Arrange every line of the data below as a JSON list of strings, one string per line, skipping blank lines. Omit the pictures.

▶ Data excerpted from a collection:
— begin —

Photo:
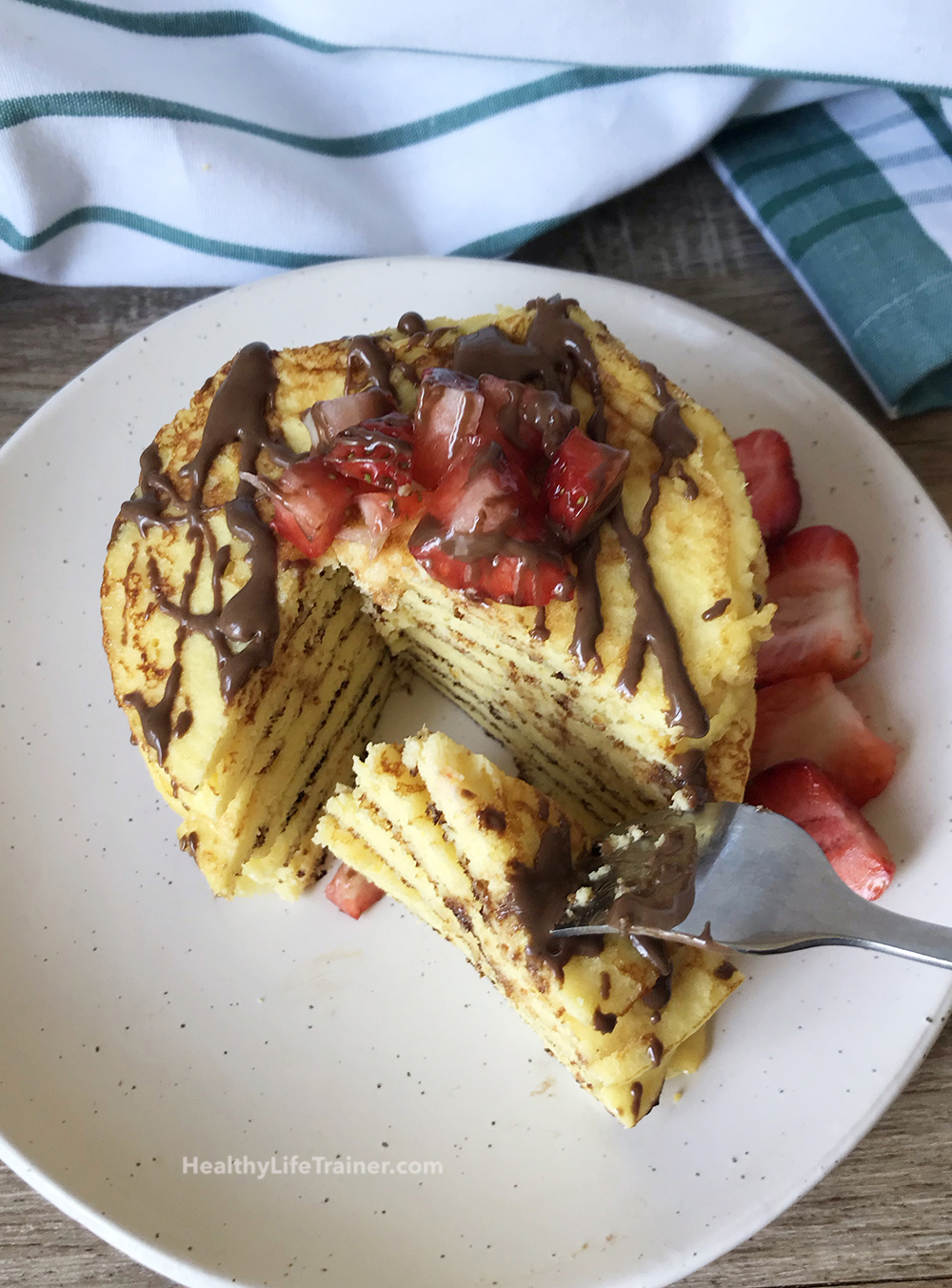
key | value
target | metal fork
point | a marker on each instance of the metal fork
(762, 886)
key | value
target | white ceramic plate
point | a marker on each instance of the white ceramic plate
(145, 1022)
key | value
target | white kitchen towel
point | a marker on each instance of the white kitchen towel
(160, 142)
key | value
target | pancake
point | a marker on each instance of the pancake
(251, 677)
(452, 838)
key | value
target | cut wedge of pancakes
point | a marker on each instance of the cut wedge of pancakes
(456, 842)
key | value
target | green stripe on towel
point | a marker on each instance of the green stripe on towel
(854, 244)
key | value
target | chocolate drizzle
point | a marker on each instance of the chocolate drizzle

— end —

▶ THE RESPONSE:
[
  "Photo:",
  "key | value",
  "target | metal fork",
  "point | a marker on each instance of the metal fork",
  "(762, 886)",
  "key | value",
  "target | white ceramic plate",
  "point | a marker on each instance of the white ceramic plate",
  "(145, 1022)",
  "key | value",
  "target | white kitchen towel",
  "point | a marker on each instance of the white kitchen towel",
  "(160, 142)",
  "key | value",
  "target | pancake",
  "point | a marker on each instance of the pancake",
  "(251, 677)",
  "(452, 838)",
  "key | value",
  "target | cut wedge of pancakes",
  "point | a marker on each instance of the cut wedge of pancakes",
  "(456, 842)",
  "key | value",
  "target | green stripe on towel",
  "point | a marker on each instance of the green stripe on towel",
  "(854, 244)",
  "key | value",
  "target | chocolate drizzle",
  "point | a marker on each instance of the chocolate drizzle"
]